Return exactly the span of lines that opens with the line containing "the white coffee" and closes with the last line of the data, inclusive.

───── Data excerpts

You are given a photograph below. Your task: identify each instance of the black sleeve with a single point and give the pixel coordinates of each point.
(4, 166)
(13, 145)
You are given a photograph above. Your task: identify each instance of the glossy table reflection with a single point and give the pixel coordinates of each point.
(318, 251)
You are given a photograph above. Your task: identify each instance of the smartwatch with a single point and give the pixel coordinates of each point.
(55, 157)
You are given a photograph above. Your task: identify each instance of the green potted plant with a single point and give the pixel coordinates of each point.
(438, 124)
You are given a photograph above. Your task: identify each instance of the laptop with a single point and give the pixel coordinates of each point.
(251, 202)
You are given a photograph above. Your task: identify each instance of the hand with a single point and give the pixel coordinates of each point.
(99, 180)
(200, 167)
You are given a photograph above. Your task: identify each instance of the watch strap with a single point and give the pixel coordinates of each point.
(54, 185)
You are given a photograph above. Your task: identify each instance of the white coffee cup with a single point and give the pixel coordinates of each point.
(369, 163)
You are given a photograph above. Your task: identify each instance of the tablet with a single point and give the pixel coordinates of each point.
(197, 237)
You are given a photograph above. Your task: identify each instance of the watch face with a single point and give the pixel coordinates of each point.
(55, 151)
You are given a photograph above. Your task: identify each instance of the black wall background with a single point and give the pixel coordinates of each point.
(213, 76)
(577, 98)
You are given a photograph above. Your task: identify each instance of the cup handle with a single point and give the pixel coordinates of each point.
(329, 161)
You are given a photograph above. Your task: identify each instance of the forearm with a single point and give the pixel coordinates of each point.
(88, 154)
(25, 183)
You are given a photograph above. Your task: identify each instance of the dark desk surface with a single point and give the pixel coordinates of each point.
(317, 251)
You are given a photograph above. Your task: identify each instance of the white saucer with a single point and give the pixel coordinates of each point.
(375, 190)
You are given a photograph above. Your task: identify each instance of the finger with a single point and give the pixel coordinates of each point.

──────────

_Written reply_.
You are given a photograph above. Your task: identify each instance of the white coffee cup with a single point and give the pixel coordinates of each point.
(369, 163)
You are given a photograph above. Your task: identify each instance of the tablet with a single point and give the pixel coordinates of each point.
(197, 237)
You are given a photograph above. Your task: identify each instance of the watch face with a single point and give the pixel coordinates of each point.
(55, 151)
You are given a photograph above. Your task: identify each instance of the black wall background with a single point and give the pixel coordinates of each point.
(213, 76)
(577, 98)
You are given a photograph above. Your task: identify each instance of the cup handle with a single point and give the pixel coordinates of each point.
(329, 161)
You are given a photograph above. Your task: identify each instance of the forearm with a single point and give the pixel coordinates of each point.
(88, 154)
(25, 183)
You are given a photograph above. Your task: identify each instance of the dark desk surface with a single point and give the pixel coordinates of each point.
(317, 251)
You are given a photograph above. Your task: identify each instance of the white saucer with a single point and give the pixel coordinates of each point.
(375, 190)
You are given a photograph above. Your task: identify each instance of the finger with a single point and give the pixel coordinates of each point.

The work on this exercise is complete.